Coordinate annotation records
╔══
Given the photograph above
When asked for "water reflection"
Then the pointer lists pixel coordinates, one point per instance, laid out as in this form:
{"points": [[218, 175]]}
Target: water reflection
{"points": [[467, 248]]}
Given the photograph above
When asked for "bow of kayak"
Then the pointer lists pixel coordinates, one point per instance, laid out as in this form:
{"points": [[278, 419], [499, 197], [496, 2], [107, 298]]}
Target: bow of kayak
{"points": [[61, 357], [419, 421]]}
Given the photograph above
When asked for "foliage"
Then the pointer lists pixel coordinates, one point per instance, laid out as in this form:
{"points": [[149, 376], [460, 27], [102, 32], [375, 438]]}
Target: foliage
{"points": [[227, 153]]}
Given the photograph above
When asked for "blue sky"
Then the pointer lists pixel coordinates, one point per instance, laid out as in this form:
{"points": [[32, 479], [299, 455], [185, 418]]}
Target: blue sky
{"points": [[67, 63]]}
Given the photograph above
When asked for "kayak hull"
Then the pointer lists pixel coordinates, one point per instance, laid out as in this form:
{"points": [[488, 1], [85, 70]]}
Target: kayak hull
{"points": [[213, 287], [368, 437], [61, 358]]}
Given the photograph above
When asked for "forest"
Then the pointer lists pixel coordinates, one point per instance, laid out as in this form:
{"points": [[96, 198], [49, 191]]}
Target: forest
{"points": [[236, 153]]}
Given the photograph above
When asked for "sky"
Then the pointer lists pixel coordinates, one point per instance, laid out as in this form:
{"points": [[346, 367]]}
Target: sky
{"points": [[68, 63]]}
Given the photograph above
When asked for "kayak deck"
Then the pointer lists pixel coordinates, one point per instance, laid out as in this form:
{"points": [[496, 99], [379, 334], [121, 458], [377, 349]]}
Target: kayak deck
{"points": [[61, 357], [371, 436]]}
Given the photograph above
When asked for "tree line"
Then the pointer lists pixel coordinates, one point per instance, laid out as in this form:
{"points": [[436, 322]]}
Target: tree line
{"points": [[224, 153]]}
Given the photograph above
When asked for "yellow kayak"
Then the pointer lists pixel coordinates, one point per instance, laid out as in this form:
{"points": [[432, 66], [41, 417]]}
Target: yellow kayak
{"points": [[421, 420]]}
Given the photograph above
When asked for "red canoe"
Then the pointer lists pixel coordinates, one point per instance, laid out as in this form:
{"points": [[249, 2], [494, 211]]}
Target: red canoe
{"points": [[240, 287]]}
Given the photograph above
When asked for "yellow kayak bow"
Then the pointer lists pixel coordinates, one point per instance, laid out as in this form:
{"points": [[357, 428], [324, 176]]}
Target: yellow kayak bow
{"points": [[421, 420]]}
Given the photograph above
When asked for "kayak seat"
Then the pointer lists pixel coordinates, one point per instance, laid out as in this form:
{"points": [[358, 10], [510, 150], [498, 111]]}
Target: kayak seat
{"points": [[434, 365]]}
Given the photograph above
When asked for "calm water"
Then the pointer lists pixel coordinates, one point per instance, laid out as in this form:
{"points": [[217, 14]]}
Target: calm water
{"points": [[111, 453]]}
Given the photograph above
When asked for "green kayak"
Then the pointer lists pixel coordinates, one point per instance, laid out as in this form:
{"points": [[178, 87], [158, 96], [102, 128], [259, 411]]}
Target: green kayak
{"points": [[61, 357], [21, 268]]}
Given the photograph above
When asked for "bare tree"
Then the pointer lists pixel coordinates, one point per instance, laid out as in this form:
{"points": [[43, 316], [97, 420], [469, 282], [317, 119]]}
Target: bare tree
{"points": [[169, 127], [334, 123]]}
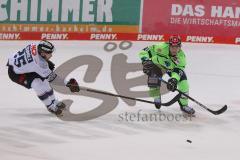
╚══
Pick out every line of the material that contains the string "forest", matching case exactly, and copy each one in full.

### [ANSWER TO THE PROBLEM]
When asked for "forest"
Target: forest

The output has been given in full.